Please show every line in the entries below that includes the word "dark".

(TASK INPUTS begins)

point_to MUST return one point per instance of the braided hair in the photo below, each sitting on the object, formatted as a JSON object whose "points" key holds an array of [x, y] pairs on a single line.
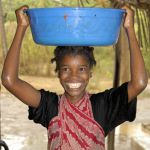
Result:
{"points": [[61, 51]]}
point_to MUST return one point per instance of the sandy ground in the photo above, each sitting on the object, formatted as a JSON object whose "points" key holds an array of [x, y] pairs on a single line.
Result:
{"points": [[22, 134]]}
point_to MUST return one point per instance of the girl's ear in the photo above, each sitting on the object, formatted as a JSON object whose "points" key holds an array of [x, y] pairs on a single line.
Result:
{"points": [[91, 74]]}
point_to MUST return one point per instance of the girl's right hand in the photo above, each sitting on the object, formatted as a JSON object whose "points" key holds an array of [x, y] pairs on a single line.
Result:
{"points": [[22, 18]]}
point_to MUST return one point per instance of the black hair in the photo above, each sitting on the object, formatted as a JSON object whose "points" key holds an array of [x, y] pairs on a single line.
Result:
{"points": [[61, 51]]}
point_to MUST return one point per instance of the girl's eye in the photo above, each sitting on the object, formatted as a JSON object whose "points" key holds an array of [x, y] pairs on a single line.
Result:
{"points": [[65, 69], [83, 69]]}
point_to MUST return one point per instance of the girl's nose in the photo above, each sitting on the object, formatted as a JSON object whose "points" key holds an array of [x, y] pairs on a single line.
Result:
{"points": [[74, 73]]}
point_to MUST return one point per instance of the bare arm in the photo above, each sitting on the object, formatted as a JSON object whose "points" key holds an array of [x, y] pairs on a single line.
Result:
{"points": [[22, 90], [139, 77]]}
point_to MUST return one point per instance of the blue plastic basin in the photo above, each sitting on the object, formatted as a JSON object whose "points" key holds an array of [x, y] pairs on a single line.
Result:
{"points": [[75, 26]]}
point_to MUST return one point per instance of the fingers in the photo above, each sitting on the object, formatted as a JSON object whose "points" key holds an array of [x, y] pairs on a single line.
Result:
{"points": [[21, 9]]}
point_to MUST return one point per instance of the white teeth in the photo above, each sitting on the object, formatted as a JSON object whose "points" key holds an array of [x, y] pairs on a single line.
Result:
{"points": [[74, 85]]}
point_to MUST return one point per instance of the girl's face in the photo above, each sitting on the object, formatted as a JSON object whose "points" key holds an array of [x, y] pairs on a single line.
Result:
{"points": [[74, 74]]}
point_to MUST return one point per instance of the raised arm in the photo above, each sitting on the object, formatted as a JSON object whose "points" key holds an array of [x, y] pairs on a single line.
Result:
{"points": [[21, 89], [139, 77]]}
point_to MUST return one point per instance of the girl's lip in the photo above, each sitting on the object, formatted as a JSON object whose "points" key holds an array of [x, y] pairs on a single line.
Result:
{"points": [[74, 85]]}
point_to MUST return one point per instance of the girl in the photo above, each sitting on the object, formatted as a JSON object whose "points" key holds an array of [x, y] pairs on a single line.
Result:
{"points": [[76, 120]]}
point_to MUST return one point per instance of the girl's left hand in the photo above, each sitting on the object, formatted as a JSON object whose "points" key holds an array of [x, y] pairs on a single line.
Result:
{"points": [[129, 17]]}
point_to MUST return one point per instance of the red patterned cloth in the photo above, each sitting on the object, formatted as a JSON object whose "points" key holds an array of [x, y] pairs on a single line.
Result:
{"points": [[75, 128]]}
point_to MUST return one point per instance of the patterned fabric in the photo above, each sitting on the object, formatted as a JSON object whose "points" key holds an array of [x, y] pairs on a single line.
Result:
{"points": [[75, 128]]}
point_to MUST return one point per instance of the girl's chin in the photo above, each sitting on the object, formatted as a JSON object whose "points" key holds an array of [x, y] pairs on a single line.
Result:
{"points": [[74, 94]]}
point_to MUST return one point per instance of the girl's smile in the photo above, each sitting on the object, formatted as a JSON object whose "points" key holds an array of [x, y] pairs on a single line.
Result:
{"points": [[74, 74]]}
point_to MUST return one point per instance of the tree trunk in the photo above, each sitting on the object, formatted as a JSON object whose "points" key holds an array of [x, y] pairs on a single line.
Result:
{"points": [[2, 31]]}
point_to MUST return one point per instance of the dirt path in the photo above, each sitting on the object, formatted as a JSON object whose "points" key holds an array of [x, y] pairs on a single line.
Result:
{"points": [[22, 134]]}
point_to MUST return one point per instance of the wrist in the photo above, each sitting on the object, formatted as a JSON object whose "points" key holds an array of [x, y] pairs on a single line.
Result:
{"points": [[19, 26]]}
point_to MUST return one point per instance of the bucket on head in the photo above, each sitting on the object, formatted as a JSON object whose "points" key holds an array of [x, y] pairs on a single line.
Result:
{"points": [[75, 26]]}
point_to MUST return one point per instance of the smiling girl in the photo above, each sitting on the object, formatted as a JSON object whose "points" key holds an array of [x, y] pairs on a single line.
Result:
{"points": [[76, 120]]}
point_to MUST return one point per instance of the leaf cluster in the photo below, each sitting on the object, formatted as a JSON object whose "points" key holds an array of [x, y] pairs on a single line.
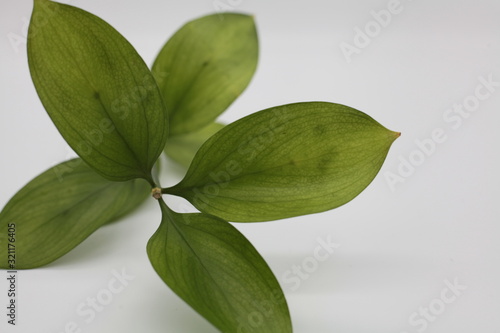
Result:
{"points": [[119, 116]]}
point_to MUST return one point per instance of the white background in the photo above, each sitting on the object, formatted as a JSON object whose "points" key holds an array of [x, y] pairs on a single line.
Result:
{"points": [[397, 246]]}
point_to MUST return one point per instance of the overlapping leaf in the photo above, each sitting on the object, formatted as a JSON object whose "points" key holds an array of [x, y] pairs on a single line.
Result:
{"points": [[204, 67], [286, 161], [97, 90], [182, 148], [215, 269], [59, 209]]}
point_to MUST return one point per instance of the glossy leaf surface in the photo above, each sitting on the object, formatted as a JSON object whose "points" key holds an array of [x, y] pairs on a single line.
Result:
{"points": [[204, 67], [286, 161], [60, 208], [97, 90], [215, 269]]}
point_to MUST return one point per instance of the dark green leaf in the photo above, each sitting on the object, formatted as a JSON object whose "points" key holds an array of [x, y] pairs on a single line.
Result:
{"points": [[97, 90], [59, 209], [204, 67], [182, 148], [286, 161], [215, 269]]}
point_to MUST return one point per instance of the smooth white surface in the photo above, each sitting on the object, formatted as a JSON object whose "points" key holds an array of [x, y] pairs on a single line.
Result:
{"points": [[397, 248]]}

(TASK INPUTS ends)
(TASK INPUTS begins)

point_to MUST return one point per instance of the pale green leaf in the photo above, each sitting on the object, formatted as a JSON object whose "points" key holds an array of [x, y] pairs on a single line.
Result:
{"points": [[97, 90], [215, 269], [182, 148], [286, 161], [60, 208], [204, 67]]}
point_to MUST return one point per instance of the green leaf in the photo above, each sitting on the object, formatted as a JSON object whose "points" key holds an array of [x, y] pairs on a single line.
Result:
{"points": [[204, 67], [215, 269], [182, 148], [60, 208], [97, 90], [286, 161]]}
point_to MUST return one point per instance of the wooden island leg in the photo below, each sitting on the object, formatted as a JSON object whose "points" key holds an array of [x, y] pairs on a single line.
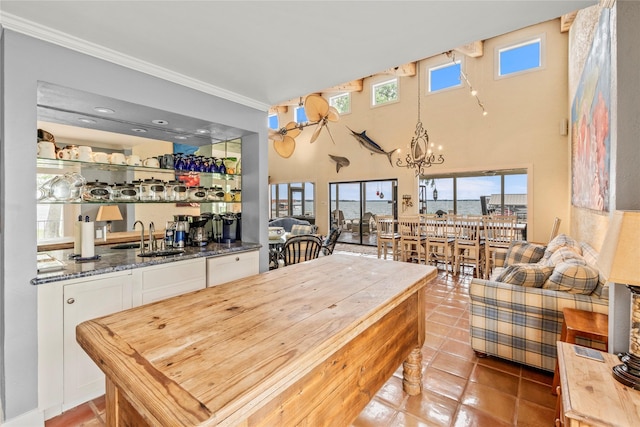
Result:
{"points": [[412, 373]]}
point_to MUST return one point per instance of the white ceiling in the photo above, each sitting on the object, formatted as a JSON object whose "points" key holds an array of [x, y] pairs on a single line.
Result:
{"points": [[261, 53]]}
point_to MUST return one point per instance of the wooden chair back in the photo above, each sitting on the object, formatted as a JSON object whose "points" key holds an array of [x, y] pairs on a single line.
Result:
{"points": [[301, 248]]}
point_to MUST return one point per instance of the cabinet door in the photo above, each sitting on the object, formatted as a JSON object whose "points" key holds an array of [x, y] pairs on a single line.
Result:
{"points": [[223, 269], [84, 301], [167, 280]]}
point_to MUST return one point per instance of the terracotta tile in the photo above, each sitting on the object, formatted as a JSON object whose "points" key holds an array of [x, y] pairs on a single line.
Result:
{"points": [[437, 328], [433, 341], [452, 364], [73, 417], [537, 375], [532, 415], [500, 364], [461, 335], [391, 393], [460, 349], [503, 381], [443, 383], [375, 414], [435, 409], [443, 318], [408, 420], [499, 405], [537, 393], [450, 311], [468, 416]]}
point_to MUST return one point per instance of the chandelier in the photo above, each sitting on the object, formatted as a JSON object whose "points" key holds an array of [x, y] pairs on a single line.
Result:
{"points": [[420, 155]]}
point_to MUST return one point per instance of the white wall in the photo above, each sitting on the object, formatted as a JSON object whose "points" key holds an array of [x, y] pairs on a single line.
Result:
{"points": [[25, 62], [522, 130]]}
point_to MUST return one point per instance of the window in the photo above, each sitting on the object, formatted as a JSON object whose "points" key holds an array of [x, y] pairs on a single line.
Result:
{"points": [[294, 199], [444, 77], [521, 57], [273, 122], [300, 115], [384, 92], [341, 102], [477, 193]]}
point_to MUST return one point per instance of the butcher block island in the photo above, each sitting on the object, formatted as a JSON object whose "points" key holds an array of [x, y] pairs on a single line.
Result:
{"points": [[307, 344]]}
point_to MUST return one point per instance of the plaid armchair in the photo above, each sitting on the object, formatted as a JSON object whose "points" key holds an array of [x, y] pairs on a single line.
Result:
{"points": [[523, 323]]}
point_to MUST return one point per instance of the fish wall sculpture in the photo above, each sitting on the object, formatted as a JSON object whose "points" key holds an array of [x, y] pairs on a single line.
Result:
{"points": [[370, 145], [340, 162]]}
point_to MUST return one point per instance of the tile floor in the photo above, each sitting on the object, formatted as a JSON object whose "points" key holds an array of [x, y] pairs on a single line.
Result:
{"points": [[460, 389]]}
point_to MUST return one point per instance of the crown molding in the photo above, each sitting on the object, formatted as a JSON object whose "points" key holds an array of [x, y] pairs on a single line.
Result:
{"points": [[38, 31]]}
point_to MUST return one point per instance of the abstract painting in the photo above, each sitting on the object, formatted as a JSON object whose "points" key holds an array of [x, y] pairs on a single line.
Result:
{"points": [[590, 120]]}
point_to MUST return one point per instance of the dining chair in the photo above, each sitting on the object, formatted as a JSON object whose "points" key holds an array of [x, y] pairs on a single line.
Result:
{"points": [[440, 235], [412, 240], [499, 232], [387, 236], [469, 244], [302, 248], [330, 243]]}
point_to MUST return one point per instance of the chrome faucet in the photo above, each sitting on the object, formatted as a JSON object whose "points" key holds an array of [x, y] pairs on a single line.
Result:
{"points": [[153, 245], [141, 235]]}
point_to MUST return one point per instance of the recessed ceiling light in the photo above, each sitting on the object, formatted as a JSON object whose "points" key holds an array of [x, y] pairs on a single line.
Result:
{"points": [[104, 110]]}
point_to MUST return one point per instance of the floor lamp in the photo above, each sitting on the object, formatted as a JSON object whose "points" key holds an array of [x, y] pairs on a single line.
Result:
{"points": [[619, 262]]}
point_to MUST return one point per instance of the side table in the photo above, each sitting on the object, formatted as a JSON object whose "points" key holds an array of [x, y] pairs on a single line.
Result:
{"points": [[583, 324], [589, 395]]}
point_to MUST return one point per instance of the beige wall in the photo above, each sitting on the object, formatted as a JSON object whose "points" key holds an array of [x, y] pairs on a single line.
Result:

(TASK INPUTS ends)
(TASK INPUTS begins)

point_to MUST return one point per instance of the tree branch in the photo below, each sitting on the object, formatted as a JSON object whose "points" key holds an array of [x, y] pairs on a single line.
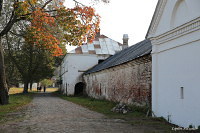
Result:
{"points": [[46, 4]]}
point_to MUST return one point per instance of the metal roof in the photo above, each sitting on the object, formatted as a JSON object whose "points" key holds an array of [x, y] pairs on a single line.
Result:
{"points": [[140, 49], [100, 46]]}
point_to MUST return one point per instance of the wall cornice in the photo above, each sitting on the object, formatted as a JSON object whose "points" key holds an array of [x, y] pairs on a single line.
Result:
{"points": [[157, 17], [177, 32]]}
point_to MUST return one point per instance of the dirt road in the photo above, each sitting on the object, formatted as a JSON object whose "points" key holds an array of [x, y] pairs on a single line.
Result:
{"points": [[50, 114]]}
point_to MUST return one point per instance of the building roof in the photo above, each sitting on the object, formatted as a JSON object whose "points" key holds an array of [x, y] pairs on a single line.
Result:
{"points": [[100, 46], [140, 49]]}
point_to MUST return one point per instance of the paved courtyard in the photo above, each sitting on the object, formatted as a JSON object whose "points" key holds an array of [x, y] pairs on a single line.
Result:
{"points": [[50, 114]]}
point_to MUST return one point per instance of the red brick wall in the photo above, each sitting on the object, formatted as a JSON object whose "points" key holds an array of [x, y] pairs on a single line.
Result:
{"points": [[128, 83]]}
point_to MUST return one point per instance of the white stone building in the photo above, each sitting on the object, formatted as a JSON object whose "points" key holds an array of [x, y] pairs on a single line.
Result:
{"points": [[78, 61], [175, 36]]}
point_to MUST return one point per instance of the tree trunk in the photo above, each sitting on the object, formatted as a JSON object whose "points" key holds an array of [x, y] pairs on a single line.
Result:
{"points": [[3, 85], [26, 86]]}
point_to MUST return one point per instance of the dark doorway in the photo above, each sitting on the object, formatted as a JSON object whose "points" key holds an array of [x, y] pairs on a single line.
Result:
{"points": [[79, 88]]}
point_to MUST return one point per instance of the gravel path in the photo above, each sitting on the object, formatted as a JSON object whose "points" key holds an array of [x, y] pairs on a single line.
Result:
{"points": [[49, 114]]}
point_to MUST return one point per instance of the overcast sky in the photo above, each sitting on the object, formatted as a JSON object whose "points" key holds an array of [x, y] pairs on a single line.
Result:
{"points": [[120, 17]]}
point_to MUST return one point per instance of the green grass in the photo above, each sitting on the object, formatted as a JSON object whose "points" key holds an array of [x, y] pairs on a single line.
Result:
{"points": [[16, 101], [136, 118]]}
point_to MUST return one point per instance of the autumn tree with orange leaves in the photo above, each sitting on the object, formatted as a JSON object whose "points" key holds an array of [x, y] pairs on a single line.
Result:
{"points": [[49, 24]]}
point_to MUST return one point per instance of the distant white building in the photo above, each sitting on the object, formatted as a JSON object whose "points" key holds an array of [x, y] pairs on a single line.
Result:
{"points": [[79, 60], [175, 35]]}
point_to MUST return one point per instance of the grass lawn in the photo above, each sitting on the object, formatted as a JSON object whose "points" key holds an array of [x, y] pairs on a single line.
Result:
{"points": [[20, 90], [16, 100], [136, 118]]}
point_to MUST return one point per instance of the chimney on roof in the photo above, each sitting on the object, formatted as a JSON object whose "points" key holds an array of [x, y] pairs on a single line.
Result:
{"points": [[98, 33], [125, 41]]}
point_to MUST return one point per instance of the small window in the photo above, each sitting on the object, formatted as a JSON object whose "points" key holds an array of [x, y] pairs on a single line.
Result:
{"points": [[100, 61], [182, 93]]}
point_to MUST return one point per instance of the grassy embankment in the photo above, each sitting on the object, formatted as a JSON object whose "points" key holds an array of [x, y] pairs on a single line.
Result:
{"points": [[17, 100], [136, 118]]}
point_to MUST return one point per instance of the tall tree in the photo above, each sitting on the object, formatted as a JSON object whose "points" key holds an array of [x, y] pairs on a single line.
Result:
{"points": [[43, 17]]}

(TASK INPUTS ends)

## TASK SOLUTION
point_to MUST return one point per instance of the dark green leaf in the photo above, each sitting on the object, formatted as a JSON object whose "points" key holds an array of [x, y] pairs on a single line.
point_to MUST return one point per instance of the dark doorway in the photo above, each sitting on the object, formatted as a JSON object whose "points" key holds an array of [x, y] pairs on a single line.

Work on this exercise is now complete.